Exercise task -
Format everything from the start of the data down to the line containing "x=840, y=517" as a two-column CSV with the headers input and output, one row per text and its reply, each in a single quoted field with line breaks turned into spaces. Leave the pictures out.

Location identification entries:
Begin

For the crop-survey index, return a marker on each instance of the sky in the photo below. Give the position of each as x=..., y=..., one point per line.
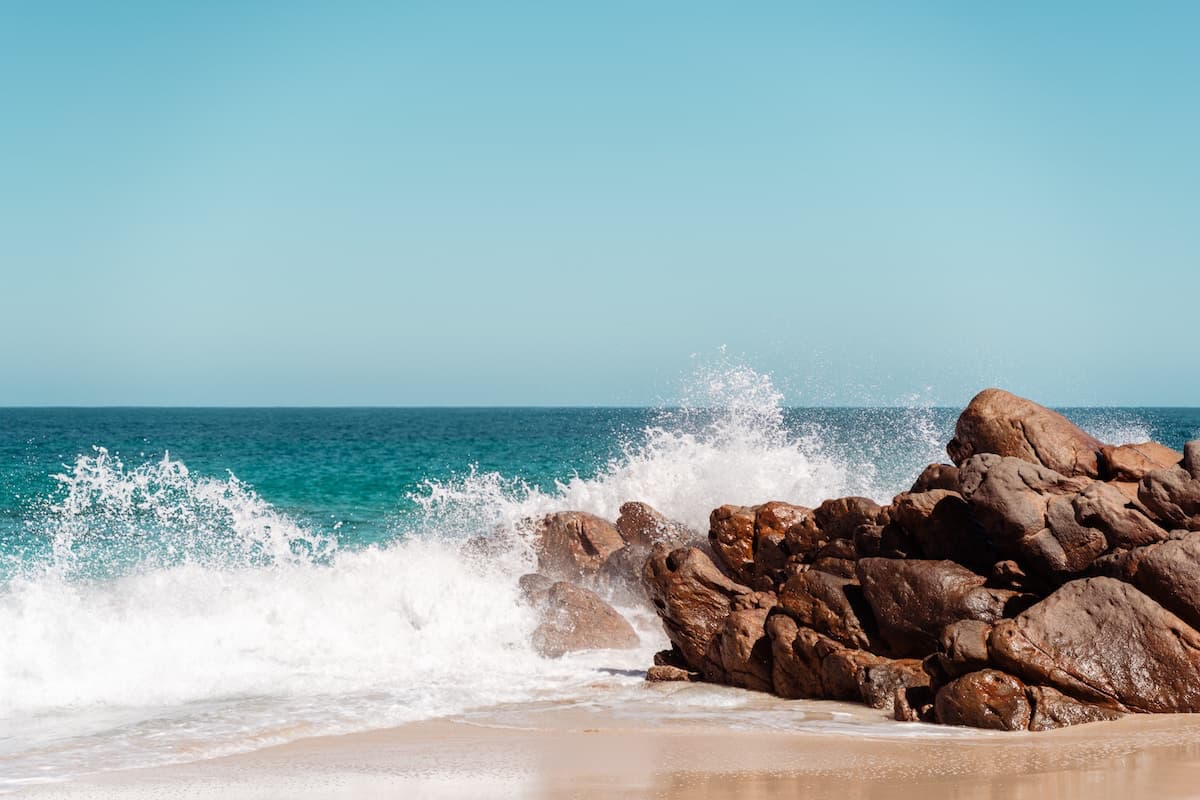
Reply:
x=490, y=204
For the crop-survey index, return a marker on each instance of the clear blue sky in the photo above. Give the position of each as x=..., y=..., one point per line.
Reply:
x=503, y=203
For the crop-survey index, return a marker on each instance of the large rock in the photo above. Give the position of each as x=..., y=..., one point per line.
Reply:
x=808, y=665
x=936, y=476
x=577, y=619
x=571, y=545
x=988, y=698
x=1053, y=709
x=913, y=601
x=829, y=605
x=1173, y=495
x=773, y=523
x=1169, y=572
x=1192, y=458
x=1059, y=525
x=641, y=524
x=739, y=653
x=693, y=597
x=1104, y=642
x=942, y=525
x=1133, y=462
x=1003, y=423
x=731, y=535
x=840, y=517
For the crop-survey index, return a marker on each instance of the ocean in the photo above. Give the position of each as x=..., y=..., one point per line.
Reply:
x=185, y=583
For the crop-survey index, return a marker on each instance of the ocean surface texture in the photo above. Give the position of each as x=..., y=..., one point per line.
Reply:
x=181, y=583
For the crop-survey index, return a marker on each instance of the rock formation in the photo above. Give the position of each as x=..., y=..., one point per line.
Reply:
x=1042, y=579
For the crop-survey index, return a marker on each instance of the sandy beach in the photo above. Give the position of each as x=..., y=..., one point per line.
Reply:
x=573, y=755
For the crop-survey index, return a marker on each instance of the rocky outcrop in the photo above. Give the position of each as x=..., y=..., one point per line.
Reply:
x=913, y=601
x=640, y=524
x=573, y=545
x=1131, y=463
x=1103, y=641
x=1056, y=524
x=693, y=599
x=1173, y=495
x=577, y=619
x=984, y=699
x=739, y=653
x=829, y=605
x=1043, y=579
x=1006, y=425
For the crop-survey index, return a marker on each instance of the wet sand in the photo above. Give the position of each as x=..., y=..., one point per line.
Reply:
x=589, y=756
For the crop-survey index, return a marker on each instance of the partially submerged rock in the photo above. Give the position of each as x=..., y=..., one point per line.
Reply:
x=571, y=545
x=1103, y=641
x=1006, y=425
x=577, y=619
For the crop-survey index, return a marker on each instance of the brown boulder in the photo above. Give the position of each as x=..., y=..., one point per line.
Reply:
x=1132, y=462
x=731, y=534
x=772, y=547
x=988, y=698
x=963, y=648
x=1053, y=709
x=576, y=619
x=1057, y=524
x=936, y=476
x=665, y=673
x=829, y=605
x=1173, y=495
x=1103, y=641
x=913, y=601
x=641, y=524
x=1168, y=572
x=1192, y=458
x=942, y=525
x=839, y=518
x=571, y=543
x=808, y=665
x=739, y=653
x=691, y=596
x=1003, y=423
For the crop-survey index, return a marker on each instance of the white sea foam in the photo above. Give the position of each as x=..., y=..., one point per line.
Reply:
x=216, y=623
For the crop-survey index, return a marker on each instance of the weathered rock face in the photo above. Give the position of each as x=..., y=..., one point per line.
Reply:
x=1168, y=572
x=963, y=647
x=1103, y=641
x=1053, y=709
x=1192, y=458
x=936, y=476
x=1173, y=495
x=808, y=665
x=693, y=597
x=841, y=517
x=1006, y=425
x=577, y=619
x=641, y=524
x=1042, y=581
x=1056, y=524
x=571, y=545
x=988, y=698
x=913, y=601
x=1133, y=462
x=831, y=605
x=731, y=534
x=942, y=525
x=739, y=653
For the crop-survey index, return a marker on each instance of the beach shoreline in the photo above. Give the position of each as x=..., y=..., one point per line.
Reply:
x=574, y=755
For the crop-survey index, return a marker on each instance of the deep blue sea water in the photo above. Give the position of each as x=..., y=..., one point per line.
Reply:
x=177, y=583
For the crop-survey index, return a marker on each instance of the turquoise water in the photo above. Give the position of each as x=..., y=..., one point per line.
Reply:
x=185, y=582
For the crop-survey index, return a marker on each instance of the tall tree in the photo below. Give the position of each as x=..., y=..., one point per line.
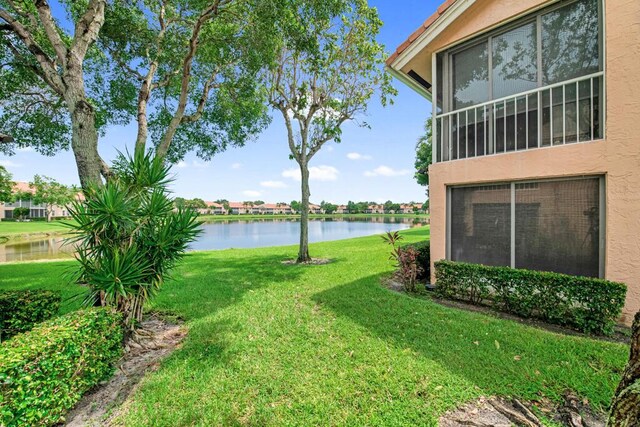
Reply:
x=6, y=185
x=328, y=67
x=424, y=155
x=51, y=193
x=185, y=71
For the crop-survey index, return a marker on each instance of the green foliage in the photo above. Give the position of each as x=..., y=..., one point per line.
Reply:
x=389, y=206
x=129, y=237
x=424, y=259
x=408, y=268
x=424, y=155
x=587, y=304
x=21, y=213
x=328, y=208
x=44, y=373
x=21, y=310
x=6, y=185
x=295, y=206
x=392, y=238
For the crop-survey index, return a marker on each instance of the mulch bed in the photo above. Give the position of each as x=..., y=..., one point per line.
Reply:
x=152, y=342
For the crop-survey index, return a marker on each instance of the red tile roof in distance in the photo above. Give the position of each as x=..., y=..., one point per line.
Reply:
x=417, y=33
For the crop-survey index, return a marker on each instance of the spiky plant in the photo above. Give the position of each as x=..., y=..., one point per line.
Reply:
x=128, y=237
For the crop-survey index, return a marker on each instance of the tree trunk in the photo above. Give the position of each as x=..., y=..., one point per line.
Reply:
x=303, y=253
x=84, y=142
x=625, y=408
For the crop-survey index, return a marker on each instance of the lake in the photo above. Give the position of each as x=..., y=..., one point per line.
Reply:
x=233, y=233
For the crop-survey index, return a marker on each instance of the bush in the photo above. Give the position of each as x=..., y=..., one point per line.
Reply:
x=424, y=259
x=44, y=372
x=408, y=268
x=21, y=310
x=587, y=304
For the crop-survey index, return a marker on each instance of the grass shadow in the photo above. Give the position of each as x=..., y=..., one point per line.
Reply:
x=499, y=356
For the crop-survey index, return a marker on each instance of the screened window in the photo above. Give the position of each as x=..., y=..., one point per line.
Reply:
x=514, y=60
x=546, y=225
x=470, y=76
x=508, y=63
x=535, y=83
x=570, y=38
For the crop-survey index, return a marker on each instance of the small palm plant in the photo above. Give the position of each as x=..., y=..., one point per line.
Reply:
x=128, y=237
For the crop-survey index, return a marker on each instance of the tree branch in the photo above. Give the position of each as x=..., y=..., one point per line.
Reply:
x=49, y=73
x=50, y=28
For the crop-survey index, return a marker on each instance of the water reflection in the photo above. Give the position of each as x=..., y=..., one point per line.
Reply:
x=234, y=233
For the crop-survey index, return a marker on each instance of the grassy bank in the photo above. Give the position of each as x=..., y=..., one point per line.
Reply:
x=212, y=218
x=271, y=344
x=14, y=230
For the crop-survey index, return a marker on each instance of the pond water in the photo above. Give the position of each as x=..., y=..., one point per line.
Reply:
x=232, y=233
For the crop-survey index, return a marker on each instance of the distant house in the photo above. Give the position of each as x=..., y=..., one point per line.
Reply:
x=375, y=209
x=239, y=208
x=535, y=134
x=35, y=210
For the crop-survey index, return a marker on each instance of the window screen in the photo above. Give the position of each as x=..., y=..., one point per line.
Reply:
x=481, y=224
x=470, y=76
x=570, y=42
x=556, y=225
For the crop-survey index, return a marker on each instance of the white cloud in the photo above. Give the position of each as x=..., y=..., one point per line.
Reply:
x=197, y=164
x=273, y=184
x=9, y=164
x=316, y=173
x=387, y=171
x=358, y=156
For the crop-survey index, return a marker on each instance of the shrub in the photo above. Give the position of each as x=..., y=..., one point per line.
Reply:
x=21, y=310
x=128, y=237
x=587, y=304
x=408, y=268
x=424, y=259
x=44, y=372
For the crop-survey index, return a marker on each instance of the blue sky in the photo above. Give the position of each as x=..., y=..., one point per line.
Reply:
x=369, y=164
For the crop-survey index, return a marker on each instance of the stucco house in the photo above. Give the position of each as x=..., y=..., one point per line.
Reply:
x=536, y=136
x=35, y=210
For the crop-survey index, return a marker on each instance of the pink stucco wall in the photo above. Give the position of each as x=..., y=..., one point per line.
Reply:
x=617, y=157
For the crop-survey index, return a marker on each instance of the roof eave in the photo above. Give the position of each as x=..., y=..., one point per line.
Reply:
x=410, y=82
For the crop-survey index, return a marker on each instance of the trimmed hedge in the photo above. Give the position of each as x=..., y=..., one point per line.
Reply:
x=424, y=258
x=587, y=304
x=21, y=310
x=44, y=372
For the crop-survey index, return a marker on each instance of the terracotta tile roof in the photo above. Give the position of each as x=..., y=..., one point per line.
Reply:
x=23, y=187
x=417, y=33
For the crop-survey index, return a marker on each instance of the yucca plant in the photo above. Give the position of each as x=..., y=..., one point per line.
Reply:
x=128, y=237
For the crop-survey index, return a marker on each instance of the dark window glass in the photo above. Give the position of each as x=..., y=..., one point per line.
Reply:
x=481, y=224
x=514, y=59
x=557, y=226
x=570, y=42
x=470, y=76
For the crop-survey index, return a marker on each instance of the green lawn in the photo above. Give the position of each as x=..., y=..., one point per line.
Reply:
x=275, y=345
x=15, y=229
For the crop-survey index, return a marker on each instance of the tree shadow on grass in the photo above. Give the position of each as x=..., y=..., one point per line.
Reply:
x=499, y=356
x=210, y=281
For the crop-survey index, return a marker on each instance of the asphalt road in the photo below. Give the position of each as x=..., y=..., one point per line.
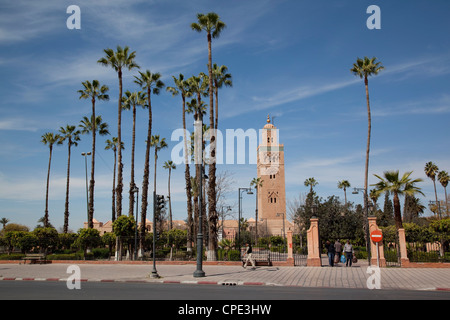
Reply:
x=57, y=290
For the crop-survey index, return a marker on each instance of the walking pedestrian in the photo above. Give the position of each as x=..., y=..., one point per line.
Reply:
x=331, y=252
x=348, y=250
x=248, y=256
x=338, y=249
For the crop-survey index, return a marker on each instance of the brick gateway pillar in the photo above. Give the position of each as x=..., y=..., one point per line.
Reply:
x=373, y=246
x=314, y=259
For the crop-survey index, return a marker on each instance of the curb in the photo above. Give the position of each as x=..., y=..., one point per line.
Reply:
x=200, y=282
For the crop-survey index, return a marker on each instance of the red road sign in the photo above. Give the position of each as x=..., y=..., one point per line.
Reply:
x=376, y=236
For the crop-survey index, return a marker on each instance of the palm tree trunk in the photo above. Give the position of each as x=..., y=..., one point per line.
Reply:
x=119, y=187
x=366, y=175
x=113, y=217
x=170, y=202
x=446, y=201
x=46, y=192
x=92, y=182
x=132, y=184
x=187, y=178
x=212, y=165
x=146, y=176
x=66, y=208
x=397, y=213
x=438, y=207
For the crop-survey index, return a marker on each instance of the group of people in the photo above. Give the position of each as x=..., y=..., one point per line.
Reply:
x=335, y=251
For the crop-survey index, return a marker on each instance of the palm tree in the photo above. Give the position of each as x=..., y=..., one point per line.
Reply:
x=374, y=197
x=397, y=186
x=119, y=60
x=257, y=183
x=431, y=170
x=182, y=87
x=220, y=78
x=130, y=101
x=152, y=84
x=48, y=139
x=112, y=145
x=344, y=184
x=4, y=222
x=72, y=137
x=213, y=26
x=311, y=183
x=95, y=92
x=364, y=68
x=89, y=126
x=169, y=165
x=158, y=143
x=444, y=178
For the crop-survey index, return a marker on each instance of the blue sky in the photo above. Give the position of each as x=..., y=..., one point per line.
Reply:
x=289, y=58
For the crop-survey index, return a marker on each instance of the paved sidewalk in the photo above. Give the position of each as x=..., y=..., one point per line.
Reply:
x=336, y=277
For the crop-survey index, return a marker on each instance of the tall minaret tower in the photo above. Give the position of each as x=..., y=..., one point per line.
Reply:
x=272, y=194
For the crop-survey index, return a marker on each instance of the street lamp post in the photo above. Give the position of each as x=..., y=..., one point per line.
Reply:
x=366, y=218
x=249, y=191
x=198, y=158
x=223, y=214
x=283, y=231
x=136, y=189
x=85, y=154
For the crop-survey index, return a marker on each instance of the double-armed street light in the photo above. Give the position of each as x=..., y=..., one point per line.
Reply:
x=136, y=190
x=249, y=191
x=85, y=154
x=366, y=219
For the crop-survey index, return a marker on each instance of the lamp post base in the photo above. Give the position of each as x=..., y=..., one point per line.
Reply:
x=199, y=273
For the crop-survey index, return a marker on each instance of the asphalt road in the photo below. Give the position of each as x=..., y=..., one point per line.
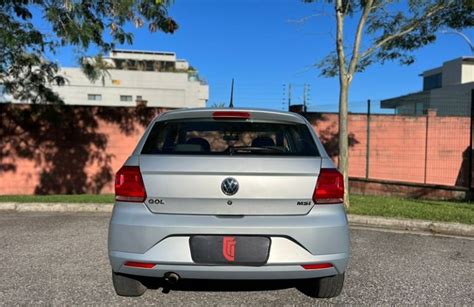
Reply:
x=62, y=259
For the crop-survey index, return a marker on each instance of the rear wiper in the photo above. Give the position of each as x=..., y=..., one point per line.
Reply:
x=233, y=149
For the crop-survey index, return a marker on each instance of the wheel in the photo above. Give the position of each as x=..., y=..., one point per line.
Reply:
x=125, y=285
x=324, y=287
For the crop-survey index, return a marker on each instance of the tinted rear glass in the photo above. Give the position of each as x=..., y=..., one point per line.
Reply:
x=211, y=137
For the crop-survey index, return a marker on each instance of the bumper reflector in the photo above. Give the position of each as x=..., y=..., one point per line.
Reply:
x=317, y=266
x=143, y=265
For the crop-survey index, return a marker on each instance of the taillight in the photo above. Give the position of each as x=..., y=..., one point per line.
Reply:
x=329, y=188
x=129, y=184
x=230, y=115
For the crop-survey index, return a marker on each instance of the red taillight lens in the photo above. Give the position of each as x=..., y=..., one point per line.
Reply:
x=230, y=115
x=317, y=266
x=143, y=265
x=329, y=188
x=129, y=184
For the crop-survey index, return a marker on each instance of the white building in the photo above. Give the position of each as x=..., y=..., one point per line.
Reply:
x=446, y=89
x=156, y=79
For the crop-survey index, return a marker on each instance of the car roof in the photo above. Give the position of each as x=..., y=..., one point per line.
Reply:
x=259, y=114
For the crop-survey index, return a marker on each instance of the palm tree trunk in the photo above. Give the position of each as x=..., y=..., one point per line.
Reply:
x=344, y=137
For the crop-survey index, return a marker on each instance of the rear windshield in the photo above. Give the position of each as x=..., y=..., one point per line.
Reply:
x=227, y=137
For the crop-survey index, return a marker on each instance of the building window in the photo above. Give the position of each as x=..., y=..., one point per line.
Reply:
x=433, y=81
x=126, y=98
x=94, y=97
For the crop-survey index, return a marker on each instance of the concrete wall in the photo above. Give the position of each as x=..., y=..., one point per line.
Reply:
x=73, y=149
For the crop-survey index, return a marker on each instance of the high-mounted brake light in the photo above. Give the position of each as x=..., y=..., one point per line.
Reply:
x=230, y=115
x=129, y=185
x=329, y=188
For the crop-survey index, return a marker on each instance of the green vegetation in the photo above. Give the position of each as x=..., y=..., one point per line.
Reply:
x=443, y=211
x=77, y=198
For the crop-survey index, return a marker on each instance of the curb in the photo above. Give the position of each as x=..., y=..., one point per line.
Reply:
x=443, y=228
x=454, y=229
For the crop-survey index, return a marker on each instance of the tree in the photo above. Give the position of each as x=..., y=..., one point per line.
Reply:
x=26, y=72
x=392, y=30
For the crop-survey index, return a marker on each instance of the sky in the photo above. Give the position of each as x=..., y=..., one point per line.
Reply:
x=264, y=46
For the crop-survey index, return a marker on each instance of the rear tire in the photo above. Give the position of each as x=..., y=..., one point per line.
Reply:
x=125, y=285
x=323, y=287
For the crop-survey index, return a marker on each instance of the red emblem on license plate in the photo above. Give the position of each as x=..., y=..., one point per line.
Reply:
x=228, y=248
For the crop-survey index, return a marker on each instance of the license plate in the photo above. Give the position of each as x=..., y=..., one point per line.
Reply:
x=233, y=250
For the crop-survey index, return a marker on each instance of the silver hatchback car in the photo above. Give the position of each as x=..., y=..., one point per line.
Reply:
x=229, y=194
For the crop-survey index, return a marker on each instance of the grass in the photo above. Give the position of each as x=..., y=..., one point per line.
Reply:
x=443, y=211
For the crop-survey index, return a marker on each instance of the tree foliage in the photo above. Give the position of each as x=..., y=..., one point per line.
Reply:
x=32, y=30
x=393, y=29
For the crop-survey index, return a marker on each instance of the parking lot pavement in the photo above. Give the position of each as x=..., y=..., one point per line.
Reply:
x=62, y=259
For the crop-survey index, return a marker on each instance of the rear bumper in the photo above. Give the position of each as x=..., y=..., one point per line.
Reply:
x=136, y=234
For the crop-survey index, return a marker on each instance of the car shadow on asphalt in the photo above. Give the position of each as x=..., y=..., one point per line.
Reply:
x=219, y=285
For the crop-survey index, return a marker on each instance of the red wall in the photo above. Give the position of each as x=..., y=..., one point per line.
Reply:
x=398, y=146
x=80, y=151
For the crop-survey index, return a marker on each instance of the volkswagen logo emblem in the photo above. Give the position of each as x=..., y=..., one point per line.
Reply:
x=230, y=186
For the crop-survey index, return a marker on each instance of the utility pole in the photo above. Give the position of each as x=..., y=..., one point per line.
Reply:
x=305, y=97
x=289, y=96
x=231, y=103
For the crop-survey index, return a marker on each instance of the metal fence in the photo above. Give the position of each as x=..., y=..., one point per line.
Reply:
x=423, y=138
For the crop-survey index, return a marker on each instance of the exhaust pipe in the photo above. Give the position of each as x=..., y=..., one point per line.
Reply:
x=171, y=278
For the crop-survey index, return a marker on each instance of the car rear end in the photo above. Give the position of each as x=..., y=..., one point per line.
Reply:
x=229, y=194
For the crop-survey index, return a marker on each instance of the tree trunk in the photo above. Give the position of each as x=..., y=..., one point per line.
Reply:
x=344, y=137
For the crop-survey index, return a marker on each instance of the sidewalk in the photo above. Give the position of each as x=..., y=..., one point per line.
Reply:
x=442, y=228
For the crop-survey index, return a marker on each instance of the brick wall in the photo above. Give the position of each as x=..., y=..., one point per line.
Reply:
x=71, y=149
x=48, y=149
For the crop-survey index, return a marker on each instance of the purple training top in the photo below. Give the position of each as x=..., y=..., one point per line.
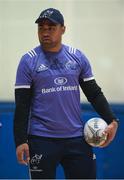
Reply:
x=54, y=78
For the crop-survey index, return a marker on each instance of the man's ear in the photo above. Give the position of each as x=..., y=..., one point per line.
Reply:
x=63, y=29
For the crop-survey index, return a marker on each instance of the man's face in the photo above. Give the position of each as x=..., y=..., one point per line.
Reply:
x=50, y=34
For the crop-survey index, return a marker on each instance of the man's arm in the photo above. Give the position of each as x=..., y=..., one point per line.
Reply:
x=95, y=96
x=21, y=116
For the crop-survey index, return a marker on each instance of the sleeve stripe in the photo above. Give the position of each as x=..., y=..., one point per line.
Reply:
x=88, y=79
x=32, y=53
x=22, y=86
x=72, y=50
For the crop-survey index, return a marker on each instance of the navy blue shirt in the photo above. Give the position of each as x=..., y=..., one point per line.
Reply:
x=54, y=79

End

Response for this exercise -
input,output
"For the crop-survey index, return a marker on each instance of the sky in the photo below. Give the position of each as x=..., y=..., one point per line. Reply:","x=490, y=204"
"For the crop-survey index, return a marker on each instance of the clear blue sky in the photo above. Give the position of each as x=..., y=..., one point per line. Reply:","x=503, y=203"
"For the crop-survey index, return a marker on each instance of the large rock in the photo above. Give the position of each as x=..., y=..., one point per line. Reply:","x=808, y=665 x=936, y=476 x=577, y=619 x=571, y=545 x=988, y=698 x=1053, y=709 x=913, y=601 x=829, y=605 x=1173, y=495 x=773, y=523 x=1169, y=572 x=1192, y=458 x=1059, y=525 x=641, y=524 x=739, y=653 x=693, y=597 x=1104, y=642 x=942, y=525 x=1133, y=462 x=1003, y=423 x=731, y=535 x=840, y=517"